══ Task material ══
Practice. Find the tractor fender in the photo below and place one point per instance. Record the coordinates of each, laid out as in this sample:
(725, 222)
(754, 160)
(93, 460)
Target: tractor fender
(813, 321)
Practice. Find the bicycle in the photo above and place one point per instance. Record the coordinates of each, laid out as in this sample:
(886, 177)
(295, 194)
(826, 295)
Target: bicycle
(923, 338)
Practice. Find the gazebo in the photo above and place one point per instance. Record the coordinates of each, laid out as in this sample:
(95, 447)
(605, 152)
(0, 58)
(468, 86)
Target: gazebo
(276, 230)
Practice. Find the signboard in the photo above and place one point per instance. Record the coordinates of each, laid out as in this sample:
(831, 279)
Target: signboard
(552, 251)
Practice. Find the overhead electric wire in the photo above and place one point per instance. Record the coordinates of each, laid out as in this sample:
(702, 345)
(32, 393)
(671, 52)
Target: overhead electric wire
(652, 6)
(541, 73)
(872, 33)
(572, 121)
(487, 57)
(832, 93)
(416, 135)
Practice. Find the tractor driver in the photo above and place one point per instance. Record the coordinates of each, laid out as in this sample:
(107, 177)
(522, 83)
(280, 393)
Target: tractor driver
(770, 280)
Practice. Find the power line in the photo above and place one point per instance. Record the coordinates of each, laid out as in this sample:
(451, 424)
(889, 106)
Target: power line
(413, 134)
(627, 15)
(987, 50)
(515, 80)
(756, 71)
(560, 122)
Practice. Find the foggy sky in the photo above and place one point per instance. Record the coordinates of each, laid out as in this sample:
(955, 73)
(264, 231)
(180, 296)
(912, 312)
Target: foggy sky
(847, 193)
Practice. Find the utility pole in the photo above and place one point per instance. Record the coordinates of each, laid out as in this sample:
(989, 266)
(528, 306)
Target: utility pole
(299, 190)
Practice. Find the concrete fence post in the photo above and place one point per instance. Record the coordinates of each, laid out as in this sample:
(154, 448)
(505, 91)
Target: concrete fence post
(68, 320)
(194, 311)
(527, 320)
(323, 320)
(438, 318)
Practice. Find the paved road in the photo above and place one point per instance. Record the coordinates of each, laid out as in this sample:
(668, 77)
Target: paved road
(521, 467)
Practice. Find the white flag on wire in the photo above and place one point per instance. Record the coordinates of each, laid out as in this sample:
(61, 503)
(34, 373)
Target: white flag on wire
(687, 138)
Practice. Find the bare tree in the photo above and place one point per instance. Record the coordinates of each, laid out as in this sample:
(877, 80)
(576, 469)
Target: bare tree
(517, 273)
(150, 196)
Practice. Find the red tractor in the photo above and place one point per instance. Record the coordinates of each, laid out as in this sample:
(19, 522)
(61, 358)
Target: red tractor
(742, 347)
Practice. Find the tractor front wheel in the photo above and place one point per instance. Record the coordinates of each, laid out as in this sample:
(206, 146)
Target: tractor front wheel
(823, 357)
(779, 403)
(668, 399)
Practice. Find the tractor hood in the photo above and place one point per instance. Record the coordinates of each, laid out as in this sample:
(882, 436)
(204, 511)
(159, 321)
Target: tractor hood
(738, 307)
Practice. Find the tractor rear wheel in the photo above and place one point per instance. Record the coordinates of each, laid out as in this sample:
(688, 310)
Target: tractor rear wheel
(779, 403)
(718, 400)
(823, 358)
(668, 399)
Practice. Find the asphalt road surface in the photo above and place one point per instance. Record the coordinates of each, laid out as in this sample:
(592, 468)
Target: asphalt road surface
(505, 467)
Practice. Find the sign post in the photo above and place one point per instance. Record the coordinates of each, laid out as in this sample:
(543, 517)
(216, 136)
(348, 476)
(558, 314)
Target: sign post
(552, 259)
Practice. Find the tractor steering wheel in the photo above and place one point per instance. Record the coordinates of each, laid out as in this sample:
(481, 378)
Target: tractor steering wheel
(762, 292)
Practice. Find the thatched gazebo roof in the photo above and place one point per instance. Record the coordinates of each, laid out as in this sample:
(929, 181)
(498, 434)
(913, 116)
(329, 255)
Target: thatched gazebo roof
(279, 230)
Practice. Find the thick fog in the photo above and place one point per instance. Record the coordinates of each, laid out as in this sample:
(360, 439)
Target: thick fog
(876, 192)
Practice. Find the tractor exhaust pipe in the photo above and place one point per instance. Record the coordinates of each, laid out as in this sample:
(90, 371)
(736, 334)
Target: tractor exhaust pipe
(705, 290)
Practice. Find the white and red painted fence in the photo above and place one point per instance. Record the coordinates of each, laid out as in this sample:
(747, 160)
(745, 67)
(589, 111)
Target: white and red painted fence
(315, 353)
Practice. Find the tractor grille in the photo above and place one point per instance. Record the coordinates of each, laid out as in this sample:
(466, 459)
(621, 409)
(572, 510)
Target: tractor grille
═══
■ **Exercise goal**: Print the records above in full, exactly.

■ **The result**:
Practice. Find the tractor fender in the photo below and place one point per instance. Record the coordinates of each, laid out as in this sample:
(725, 222)
(754, 160)
(93, 460)
Target: tractor fender
(813, 321)
Practice. Find the bicycle in the photo above and place one point per instance. Record the coordinates of each, laid out as in this sample:
(886, 177)
(295, 194)
(826, 295)
Target: bicycle
(923, 338)
Practice. Find the gazebo in the photo above and place one point per instance. Record the coordinates of each, laid out as in this sample:
(95, 447)
(605, 152)
(0, 58)
(468, 86)
Target: gazebo
(276, 230)
Practice. Find the signboard in the photo above and place one point per instance. Record the coordinates of each, laid out as in this sample:
(831, 279)
Target: signboard
(552, 251)
Practice. Find the overhead electric wire in the photo above and place one point per instance. Record the coordinates of each, laid out as in this sample:
(702, 345)
(32, 393)
(671, 52)
Target: overhead electric wire
(652, 6)
(541, 73)
(872, 33)
(572, 121)
(487, 57)
(832, 93)
(416, 135)
Practice. Find the tractor driver in the photo above and place one point per instance. Record the coordinates of each, laid out as in this sample:
(107, 177)
(522, 83)
(280, 393)
Target: tractor driver
(770, 280)
Practice. Find the power line in the photo above and place one point per instance. Record the coordinates of each, laid out as in this sample:
(451, 424)
(889, 106)
Target: power line
(413, 134)
(627, 15)
(987, 50)
(515, 80)
(756, 71)
(560, 122)
Practice. Find the foggy sky in the photo above and place one point per instance. Record the coordinates of each, laid out as in this sample:
(955, 73)
(264, 231)
(180, 296)
(912, 312)
Target: foggy sky
(847, 193)
Practice. Find the utility pole in the photo above and place one point per instance. Record the coordinates of each, laid out as in this sample:
(989, 266)
(528, 306)
Target: utility pole
(299, 190)
Practice. Find the concrete fence post in the photo above and place one point per instance. Record the coordinates of each, laid out as in this sample:
(154, 448)
(505, 91)
Target: concrete fence post
(68, 320)
(194, 311)
(527, 320)
(323, 320)
(438, 318)
Practice. Find the paved road in the photo above and place one point per instance. Record the coordinates of each, laid out as in this sample:
(668, 77)
Target: paved road
(521, 467)
Practice. Find the white flag on wire in the photo above and place one point per instance. Record the coordinates of each, laid out as in this sample:
(61, 503)
(34, 373)
Target: white flag on wire
(687, 138)
Practice. Find the bare tree in the photo above and place one point per instance. Record the coordinates of each, laid out as in this sample:
(877, 80)
(576, 469)
Target: bare tree
(517, 273)
(150, 196)
Practice. Find the red tractor in the photo above and place one point per instance. Record the coordinates of each, laid out as in this sample:
(19, 522)
(61, 358)
Target: red tractor
(742, 347)
Practice. Find the tractor front wheel in the photo above and place one point per instance. Record the coordinates of each, laid out as in this sample:
(206, 146)
Target: tractor front wheel
(823, 357)
(779, 403)
(668, 399)
Practice. Find the tractor hood in the photo above and place one point per instance. Record the coordinates of each, laid out as in this sample:
(882, 436)
(204, 511)
(159, 321)
Target: tractor hood
(738, 307)
Practice. Find the tractor rear wheel in the photo above and place one point per instance. Record the coordinates of each, laid out as in this sample:
(688, 310)
Target: tractor rear wheel
(779, 403)
(718, 400)
(823, 358)
(668, 399)
Practice. Find the asphalt road surface in the photo above and place one point per instance. Record the coordinates of each, laid out as in this sample:
(592, 468)
Target: asphalt road surface
(505, 467)
Practice. Find the sign post in the photo above and place one point per instance. Record the coordinates of each, laid out as in this sample:
(543, 517)
(216, 136)
(348, 476)
(558, 314)
Target: sign post
(552, 259)
Practice. Find the tractor steering wheel in the photo above and place one point per instance. Record the coordinates of each, laid out as in this sample:
(481, 378)
Target: tractor steering wheel
(762, 292)
Practice. Find the thatched gazebo roof in the photo above and place one point per instance. Record the coordinates of each, laid out as in this sample:
(929, 181)
(498, 434)
(913, 116)
(329, 255)
Target: thatched gazebo roof
(279, 230)
Practice. Find the thick fog in the photo above and place one point per instance. Record the coordinates of each, laid out as in this sample:
(360, 439)
Target: thick fog
(876, 192)
Practice. Find the tractor exhaust pipe in the photo above and place one point per instance. Record the coordinates of each, laid out as in this sample:
(90, 371)
(736, 334)
Target: tractor exhaust pipe
(705, 290)
Practice. Find the white and red painted fence in the photo above and place one point per instance. Record the coordinates of each, laid out as in this sample:
(747, 160)
(745, 67)
(589, 111)
Target: white and red painted fence
(315, 353)
Practice. Find the tractor grille in the photo above and place one point per instance. Record the coordinates of each, laid out as in this sample:
(466, 459)
(621, 409)
(572, 510)
Target: tractor grille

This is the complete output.